EEG tool detects language delay in infants from birth to age 2

EEG tool detects language delay in infants from birth to age 2

Regulatory barriers in mainland China are limiting the product to private hospitals until an MPA license is secured

Precision Learning’s infant screening technology faces a market-access barrier in mainland China as the company works without an NMPA licence, limiting its ability to reach broader healthcare settings.

At the Asian Global Health Summit, Roxy Yeung, a student at the Chinese University of Hong Kong and representative of Precision Learning, said the company is trying to address early detection of language disability and learning delay in infants aged zero to two. Its flagship product, Precision Listening, uses electroencephalography, or EEG, to measure brainwave activity through electrodes placed on the scalp.

Yeung said the company’s work is backed by more than 10 years of research and currently has no direct competitors in its segment. “There's no competitors as of now,” she said. Still, the main hurdle is entering mainland China without regulatory approval.

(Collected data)
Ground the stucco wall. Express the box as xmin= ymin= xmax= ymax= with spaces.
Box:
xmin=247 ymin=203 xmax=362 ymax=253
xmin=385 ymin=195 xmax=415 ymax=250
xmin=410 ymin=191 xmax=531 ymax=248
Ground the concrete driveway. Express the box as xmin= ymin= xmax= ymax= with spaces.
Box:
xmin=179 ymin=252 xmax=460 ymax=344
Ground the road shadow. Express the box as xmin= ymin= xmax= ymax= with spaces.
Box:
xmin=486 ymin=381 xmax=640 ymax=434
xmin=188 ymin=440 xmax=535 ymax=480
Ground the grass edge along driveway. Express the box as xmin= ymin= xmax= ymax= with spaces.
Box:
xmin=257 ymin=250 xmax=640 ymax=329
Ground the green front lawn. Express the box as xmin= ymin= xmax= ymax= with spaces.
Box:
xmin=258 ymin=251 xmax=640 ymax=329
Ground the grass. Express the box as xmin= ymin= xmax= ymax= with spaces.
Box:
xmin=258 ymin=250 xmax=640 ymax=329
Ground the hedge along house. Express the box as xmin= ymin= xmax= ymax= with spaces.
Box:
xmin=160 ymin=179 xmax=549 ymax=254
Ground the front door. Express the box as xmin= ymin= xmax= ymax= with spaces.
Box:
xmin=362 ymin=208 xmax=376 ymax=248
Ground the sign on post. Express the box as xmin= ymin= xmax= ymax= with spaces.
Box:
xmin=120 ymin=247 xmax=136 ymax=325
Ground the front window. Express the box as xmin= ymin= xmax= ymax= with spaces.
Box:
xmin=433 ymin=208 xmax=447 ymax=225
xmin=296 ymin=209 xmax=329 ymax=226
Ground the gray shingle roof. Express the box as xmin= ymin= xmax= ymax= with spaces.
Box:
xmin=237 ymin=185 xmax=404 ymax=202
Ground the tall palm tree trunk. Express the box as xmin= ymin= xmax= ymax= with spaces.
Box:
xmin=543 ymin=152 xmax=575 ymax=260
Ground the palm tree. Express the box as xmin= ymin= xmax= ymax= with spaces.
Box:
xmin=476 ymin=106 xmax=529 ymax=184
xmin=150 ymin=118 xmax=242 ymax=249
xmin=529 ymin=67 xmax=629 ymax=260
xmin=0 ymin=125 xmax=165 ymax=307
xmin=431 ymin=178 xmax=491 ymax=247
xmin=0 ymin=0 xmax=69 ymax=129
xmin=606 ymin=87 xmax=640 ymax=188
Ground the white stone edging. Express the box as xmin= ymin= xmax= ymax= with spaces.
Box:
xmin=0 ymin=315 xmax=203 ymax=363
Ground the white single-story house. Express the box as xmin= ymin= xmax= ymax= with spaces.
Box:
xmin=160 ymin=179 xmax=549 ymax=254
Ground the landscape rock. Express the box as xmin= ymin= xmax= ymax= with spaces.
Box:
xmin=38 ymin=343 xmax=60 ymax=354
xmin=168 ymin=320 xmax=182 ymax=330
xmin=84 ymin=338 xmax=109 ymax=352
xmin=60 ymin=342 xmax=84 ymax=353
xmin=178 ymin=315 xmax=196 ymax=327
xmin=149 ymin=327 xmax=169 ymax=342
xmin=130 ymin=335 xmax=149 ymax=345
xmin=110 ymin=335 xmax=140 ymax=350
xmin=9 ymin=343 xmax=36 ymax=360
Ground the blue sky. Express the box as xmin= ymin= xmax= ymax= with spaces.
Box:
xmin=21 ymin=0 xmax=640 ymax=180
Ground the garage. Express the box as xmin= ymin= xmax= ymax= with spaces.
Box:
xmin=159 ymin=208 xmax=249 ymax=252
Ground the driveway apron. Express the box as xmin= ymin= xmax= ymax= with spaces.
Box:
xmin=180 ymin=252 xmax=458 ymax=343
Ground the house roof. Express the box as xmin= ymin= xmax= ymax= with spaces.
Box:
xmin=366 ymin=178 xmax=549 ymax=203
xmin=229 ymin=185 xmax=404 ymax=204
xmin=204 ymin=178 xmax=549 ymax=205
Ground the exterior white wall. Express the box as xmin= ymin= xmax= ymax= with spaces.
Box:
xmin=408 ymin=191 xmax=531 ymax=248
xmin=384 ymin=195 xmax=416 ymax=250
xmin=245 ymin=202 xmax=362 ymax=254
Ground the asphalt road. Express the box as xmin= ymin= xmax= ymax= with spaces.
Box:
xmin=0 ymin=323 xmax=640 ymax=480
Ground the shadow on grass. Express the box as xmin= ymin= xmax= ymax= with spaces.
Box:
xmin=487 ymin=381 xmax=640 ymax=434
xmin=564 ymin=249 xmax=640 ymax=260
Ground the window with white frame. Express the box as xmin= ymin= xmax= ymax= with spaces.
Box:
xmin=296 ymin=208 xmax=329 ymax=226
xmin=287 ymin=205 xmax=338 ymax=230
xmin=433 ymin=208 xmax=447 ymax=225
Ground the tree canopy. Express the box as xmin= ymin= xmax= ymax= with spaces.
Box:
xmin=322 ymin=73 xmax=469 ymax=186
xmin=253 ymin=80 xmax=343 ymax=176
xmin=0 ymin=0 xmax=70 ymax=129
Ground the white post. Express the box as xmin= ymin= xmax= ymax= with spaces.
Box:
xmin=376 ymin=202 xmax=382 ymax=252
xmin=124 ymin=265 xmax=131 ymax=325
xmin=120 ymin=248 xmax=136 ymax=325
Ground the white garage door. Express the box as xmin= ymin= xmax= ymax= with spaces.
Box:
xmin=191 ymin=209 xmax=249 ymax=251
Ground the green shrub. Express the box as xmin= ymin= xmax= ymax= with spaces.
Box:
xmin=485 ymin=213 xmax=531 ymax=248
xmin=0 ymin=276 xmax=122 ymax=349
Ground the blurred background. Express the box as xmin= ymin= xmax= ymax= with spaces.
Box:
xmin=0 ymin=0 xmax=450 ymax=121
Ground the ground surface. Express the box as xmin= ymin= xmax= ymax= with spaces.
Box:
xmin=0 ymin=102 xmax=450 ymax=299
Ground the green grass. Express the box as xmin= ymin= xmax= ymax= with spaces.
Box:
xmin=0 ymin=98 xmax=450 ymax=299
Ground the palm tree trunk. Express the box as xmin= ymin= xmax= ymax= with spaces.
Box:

TASKS FOR THIS EXERCISE:
1. Condense the paragraph of the infant EEG article that begins "At the Asian Global Health Summit" into a short bulleted list, keeping its main facts.
2. Using the infant EEG article, answer yes or no for each statement and quote the words that decide it: (a) Precision Listening measures brainwave activity through electrodes on the scalp; (b) the company's work rests on more than 20 years of research; (c) Yeung said the company faces several direct competitors.
3. Echo the infant EEG article word for word from "Yeung said the" up to and including "without regulatory approval.".

SOLUTIONS BY TASK:
1.
- At the Asian Global Health Summit, Roxy Yeung spoke for Precision Learning. She is a student at the Chinese University of Hong Kong.
- The company aims at early detection of language disability and learning delay in infants aged zero to two.
- Its flagship product is Precision Listening. It uses electroencephalography (EEG) to measure brainwave activity through electrodes placed on the scalp.

2.
(a) Yes: "uses electroencephalography, or EEG, to measure brainwave activity through electrodes placed on the scalp"
(b) No: "backed by more than 10 years of research"
(c) No: "currently has no direct competitors in its segment"

3.
Yeung said the company’s work is backed by more than 10 years of research and currently has no direct competitors in its segment. “There's no competitors as of now,” she said. Still, the main hurdle is entering mainland China without regulatory approval.